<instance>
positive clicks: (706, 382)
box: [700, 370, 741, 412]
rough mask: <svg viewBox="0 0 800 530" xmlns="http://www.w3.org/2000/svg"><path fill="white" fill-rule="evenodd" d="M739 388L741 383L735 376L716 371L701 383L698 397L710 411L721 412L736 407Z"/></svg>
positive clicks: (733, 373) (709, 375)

★ ★ ★ ★ ★ ★ ★

Brief
Convert the lines of the material above into a Markdown table with the columns Row and Line, numbering each line and skipping any blank lines.

Completed exercise
| Row | Line |
|---|---|
| 1 | <instance> |
| 2 | positive clicks: (706, 382) |
| 3 | box: [700, 370, 741, 412] |
| 4 | rough mask: <svg viewBox="0 0 800 530" xmlns="http://www.w3.org/2000/svg"><path fill="white" fill-rule="evenodd" d="M739 388L741 383L735 376L716 371L701 383L698 397L710 411L721 412L736 407Z"/></svg> |
| 5 | positive clicks: (733, 373) (709, 375) |